--- Page text Enclosed Below ---

All incoming students are required to pass an online class that teaches that most college students don't drink like characters in the movies. Officials urge parents to talk with their children about drinking before move-in day. That education continues into the fall and is often led by students. Student leaders, including those of fraternities and sororities, are required to receive the same training bartenders receive so they can spot problems at parties.
Frostburg maintains zero tolerance for underage drinking. A first offense results in more alcohol education and a letter to parents, which school officials say has lessened the number of further, more serious offenses.
During orientation, dean of students Jesse Ketterman sternly warned: "We deal with behavior on and off campus. It doesn't matter if you do it on campus or off; we will find out about it."
But, sure enough, during every orientation, at least a few incoming freshmen ask older students to buy them beer or recommend parties.

--- End of Enclosed Page text ---
--- Dataset entries Enclosed Below ---

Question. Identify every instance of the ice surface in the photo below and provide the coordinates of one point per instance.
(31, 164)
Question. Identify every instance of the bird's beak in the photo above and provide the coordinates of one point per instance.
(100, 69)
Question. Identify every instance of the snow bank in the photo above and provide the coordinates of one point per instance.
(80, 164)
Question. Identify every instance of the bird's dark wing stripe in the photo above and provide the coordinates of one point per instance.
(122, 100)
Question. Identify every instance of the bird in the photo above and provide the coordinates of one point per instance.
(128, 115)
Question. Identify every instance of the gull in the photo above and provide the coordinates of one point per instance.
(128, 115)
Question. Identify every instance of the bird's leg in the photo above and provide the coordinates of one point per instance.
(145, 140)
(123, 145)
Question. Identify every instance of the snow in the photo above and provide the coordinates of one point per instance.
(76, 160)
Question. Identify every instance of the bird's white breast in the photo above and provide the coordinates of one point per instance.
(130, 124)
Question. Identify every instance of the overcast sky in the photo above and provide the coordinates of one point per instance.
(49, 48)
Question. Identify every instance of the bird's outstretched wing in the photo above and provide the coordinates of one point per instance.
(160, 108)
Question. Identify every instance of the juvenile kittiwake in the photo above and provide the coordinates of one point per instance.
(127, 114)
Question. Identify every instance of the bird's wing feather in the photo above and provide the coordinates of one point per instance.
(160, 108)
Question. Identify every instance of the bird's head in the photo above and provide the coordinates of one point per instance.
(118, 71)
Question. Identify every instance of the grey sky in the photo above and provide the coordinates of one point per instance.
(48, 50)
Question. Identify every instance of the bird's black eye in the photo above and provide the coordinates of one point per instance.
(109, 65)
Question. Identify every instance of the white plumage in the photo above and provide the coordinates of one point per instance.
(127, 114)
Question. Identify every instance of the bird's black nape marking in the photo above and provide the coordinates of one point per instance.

--- End of Enclosed Dataset entries ---

_What you should do_
Carry on the text about Frostburg's alcohol rules for students from its last sentence. None of the lines above matter here.

_Reply_
"The people who ask about alcohol at [orientation] aren't going to be here in a year," said Andy Krehbiel, a rising senior and fraternity member who works in the student center.
The cultural changes have not been easy or popular, Gibralter said. Even so, there are still tragedies, including one student fatally stabbed by another at an off-campus party in 2011.
"We're only as good as our last weekend," Gibralter said. "I never go to bed at night thinking: 'Thank goodness. We finally solved this problem.' "
The video starts with the sound of a marching band and quickly cuts to two supposed University of Michigan undergrads standing on a balcony in Ann Arbor in sunglasses.
"Hey, guys, I'm Liza," says the young woman wearing jeans shorts and a Michigan T-shirt, cropped to show her toned abs. A guy in a black tank top and backward cap next to her introduces himself as Justin.
"Welcome to Welcome Week 2012," she says.
"We're going to show you how we work hard," Justin explains.
"And play harder," Liza says.
As Wiz Khalifa's song "Work Hard, Play Hard" pulses, the screen fills with photos that look as if they belong in an admissions brochure: the Michigan stadium, the bell tower, ivy-covered buildings and a banner exclaiming, "Welcome to Michigan!!"
The refrain hits - Work! Work! Work! Work! - and the screen turns into a montage of party scenes. A massive house party. A guy wearing a glow necklace brandishing two bottles of hard liquor. Students toasting a shot to the best week of their lives. Women shaking it. Every few seconds, someone shouts an expletive.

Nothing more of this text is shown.